-- PROVIDED PASSAGE start --

## Dataset

In [25]:
from datasets import load_dataset

dataset = load_dataset("metaeval/social-chemestry-101")

In [26]:
dataset

DatasetDict({
    train: Dataset({
        features: ['area', 'm', 'split', 'rot-agree', 'rot-categorization', 'rot-moral-foundations', 'rot-char-targeting', 'rot-bad', 'rot-judgment', 'action', 'action-agency', 'action-moral-judgment', 'action-agree', 'action-legal', 'action-pressure', 'action-char-involved', 'action-hypothetical', 'situation', 'situation-short-id', 'rot', 'rot-id', 'rot-worker-id', 'breakdown-worker-id', 'n-characters', 'characters'],
        num_rows: 355922
    })
})

In [33]:
dataset['train'][10]

{'area': 'amitheasshole',
 'm': 1,
 'split': 'train',
 'rot-agree': 3.0,
 'rot-categorization': 'morality-ethics',
 'rot-moral-foundations': 'care-harm|loyalty-betrayal',
 'rot-char-targeting': 'char-1',
 'rot-bad': 0,
 'rot-judgment': "it's okay",
 'action': 'feeling angry when you find out your roommate lied to you',
 'action-agency': 'experience',
 'action-moral-judgment': None,
 'action-agree': 3.0,
 'action-legal': None,
 'action-pressure': None,
 'action-char-involved': None,
 'action-hypothetical': None,
 'situation': "telling my roommate with 2 months notice that I'm going to move out, then after he bought a house to live in, change my mind and getting a new roommate",
 'situation-short-id': 'reddit/amitheasshole/adwxny',
 'rot': "If you find out that your roommate lied to you, it's okay to feel angry.",
 'rot-id': 'rot/reddit/amitheasshole/adwxny/3DH6GAKTY14IXU2D5WHPXGPIFGTZYG/129/4',
 'rot-worker-id': 129,
 'breakdown-worker-id': 17,
 'n-characters': 3,
 'characters': 'narrat

'rot' = 'rot-judgement' + 'action'.  1–5 RoTs for each 'situation'    (see https://github.com/mbforbes/social-chemistry-101)

##### RoT attributes:
- rot
- rot-agree: asks how many people probably agree with the RoT as stated. How universally held is the rule-of-thumb as a belief?
    - 0: almost no one
    - 1: uncommon
    - 2: contreversial
    - 3: common
    - 4: universal
- rot-categorization: the category of the rule of thumb. (15 in total)
- rot-moral-foundations: define fundamental axes of morality. (5 in total)
- rot-char-targeting: The relevant character who in the situation is the person to who you would tell this rule-of-thumb. e.g. char-1 = my roommate (characters[1])
- rot-bad: 0 or 1, 98% of elements have the value 0
- rot-judgement: the judgement of the action

##### Action attributes:
- action
- action-agency: agency or experience (is designed to let workers distinguish RoTs that involve agentive action from those that indicate an an experience)

-- PROVIDED PASSAGE end --
-- PROVIDED MATERIAL start --

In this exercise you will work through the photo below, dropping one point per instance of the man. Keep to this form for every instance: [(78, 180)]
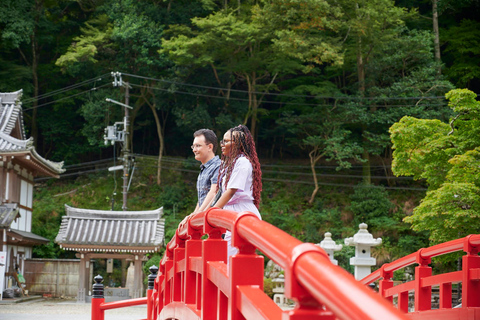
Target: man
[(204, 147)]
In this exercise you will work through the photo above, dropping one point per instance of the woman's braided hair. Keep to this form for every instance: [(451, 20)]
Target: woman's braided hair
[(243, 144)]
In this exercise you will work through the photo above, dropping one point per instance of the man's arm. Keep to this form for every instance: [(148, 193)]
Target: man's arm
[(226, 196), (208, 198)]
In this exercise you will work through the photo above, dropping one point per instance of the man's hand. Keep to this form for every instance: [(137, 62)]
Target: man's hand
[(185, 220)]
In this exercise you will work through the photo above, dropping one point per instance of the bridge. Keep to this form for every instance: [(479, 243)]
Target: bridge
[(196, 281)]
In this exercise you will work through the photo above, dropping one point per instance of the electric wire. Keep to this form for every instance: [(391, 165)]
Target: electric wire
[(62, 90), (196, 94), (81, 167), (64, 98), (279, 94)]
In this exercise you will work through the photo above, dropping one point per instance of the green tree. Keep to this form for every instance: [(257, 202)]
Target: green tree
[(320, 129), (447, 156), (257, 46)]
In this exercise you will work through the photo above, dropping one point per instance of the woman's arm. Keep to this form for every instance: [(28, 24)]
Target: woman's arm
[(208, 199), (226, 196)]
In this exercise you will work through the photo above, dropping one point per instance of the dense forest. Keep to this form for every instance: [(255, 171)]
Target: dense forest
[(318, 82)]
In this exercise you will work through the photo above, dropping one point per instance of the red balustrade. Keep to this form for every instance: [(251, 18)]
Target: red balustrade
[(196, 281), (421, 286)]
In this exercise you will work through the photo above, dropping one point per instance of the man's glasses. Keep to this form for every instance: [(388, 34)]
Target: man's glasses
[(196, 146), (224, 142)]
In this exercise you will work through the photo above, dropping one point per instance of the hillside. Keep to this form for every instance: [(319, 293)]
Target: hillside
[(339, 207)]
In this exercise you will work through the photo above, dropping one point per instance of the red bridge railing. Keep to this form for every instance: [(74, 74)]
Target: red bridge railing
[(195, 281), (469, 278)]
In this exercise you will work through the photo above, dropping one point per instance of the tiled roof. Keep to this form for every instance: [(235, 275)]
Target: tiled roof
[(117, 231), (26, 236), (8, 213), (11, 118), (10, 111)]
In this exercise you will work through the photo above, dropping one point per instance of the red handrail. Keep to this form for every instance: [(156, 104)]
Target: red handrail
[(321, 289), (422, 285)]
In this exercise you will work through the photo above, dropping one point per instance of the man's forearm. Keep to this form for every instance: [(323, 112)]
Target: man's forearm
[(208, 198)]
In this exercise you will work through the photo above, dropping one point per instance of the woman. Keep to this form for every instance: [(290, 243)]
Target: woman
[(239, 175)]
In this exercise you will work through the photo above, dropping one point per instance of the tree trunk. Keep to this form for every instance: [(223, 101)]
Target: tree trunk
[(313, 160), (436, 33), (160, 140)]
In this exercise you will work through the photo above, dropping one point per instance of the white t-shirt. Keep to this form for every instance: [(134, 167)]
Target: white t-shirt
[(241, 179)]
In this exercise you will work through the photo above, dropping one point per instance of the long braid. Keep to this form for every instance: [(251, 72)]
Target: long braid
[(244, 145)]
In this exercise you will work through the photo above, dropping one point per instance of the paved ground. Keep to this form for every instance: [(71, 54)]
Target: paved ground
[(64, 310)]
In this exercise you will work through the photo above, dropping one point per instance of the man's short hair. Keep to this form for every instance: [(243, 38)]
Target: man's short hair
[(210, 137)]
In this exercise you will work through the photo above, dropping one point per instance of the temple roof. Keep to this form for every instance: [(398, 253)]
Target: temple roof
[(13, 142), (111, 231), (8, 213)]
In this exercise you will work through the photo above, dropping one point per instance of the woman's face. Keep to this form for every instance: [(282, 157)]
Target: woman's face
[(227, 143)]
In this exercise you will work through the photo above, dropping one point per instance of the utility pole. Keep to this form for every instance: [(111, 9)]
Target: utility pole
[(114, 134), (126, 151)]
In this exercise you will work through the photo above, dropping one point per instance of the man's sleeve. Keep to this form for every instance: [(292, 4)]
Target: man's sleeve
[(214, 177), (240, 173)]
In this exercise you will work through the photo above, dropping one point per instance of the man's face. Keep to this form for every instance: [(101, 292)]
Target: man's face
[(201, 150)]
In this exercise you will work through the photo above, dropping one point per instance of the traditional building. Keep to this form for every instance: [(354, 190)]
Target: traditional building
[(19, 165), (122, 235)]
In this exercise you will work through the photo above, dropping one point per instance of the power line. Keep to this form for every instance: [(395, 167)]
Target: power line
[(62, 90), (196, 94), (64, 98), (281, 94)]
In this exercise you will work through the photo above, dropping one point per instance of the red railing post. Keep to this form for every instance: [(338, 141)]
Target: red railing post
[(98, 299), (423, 295), (158, 293), (151, 285), (471, 285), (385, 283), (168, 287), (178, 256), (245, 268), (213, 249), (193, 248)]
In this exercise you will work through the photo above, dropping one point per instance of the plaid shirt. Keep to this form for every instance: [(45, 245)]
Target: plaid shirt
[(208, 176)]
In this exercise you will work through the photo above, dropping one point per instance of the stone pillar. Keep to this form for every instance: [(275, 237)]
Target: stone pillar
[(330, 247), (363, 242), (83, 277), (138, 277)]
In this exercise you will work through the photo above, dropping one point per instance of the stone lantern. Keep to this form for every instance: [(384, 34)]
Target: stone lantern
[(363, 242), (330, 247)]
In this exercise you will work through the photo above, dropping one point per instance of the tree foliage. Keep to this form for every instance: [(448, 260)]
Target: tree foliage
[(447, 156)]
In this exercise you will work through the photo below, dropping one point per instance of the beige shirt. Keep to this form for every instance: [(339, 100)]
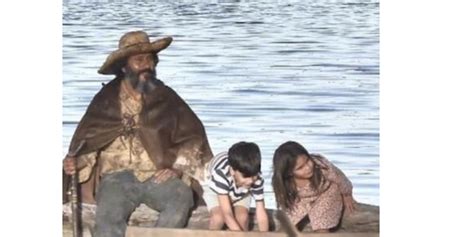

-- PROVIDED MATERIAL end --

* [TO BE DONE]:
1 > Repeat the part of the social chemistry dataset notes that opens with the words containing "- rot-char-targeting: The" and closes with "my roommate (characters[1])".
2 > Go on with the social chemistry dataset notes from the point where they end.
The data isn't needed for any of this.

* [ANSWERS]:
1 >
- rot-char-targeting: The relevant character who in the situation is the person to who you would tell this rule-of-thumb. e.g. char-1 = my roommate (characters[1])

2 >
- action-moral-judgment: This is an intuitive reaction of whether something is good or bad.
    - -2: very bad
    - -1: bad
    - 0: expected/OK
    - 1: good
    - 2: very good
- action-agree: what portion of people probably agree with the judgment given the action
    - 0: rare (< 1%)
    - 1: few (5-25%)
    - 2: controversial (~50%)
    - 3: most (75-90%)
    - 4: all (> 99%)
- action-legal: corresponds to prescriptive norms: what one ought to do (legal, tolerated, illegal, null)
- action-pressure: cultural pressure, measures to what degree someone feels socially influenced to do (or avoid) an action.
    - -2: strongly-against
    - -1: against
    - 0: discretionary
    - 1: for
    - 2: strongly for
- action-char-involved: 
- action-hypothetical: indicates whether the candidate character is explicitly taking the action in the situation: explicit-no, probable-no, hypothetical, probable, explicit

In [27]:
train_dataset = dataset.filter(lambda example: example['split'] == 'train')
train_dataset

DatasetDict({
    train: Dataset({
        features: ['area', 'm', 'split', 'rot-agree', 'rot-categorization', 'rot-moral-foundations', 'rot-char-targeting', 'rot-bad', 'rot-judgment', 'action', 'action-agency', 'action-moral-judgment', 'action-agree', 'action-legal', 'action-pressure', 'action-char-involved', 'action-hypothetical', 'situation', 'situation-short-id', 'rot', 'rot-id', 'rot-worker-id', 'breakdown-worker-id', 'n-characters', 'characters'],
        num_rows: 233501
    })
})

In [28]:
test_dataset = dataset.filter(lambda example: example['split'] == 'test')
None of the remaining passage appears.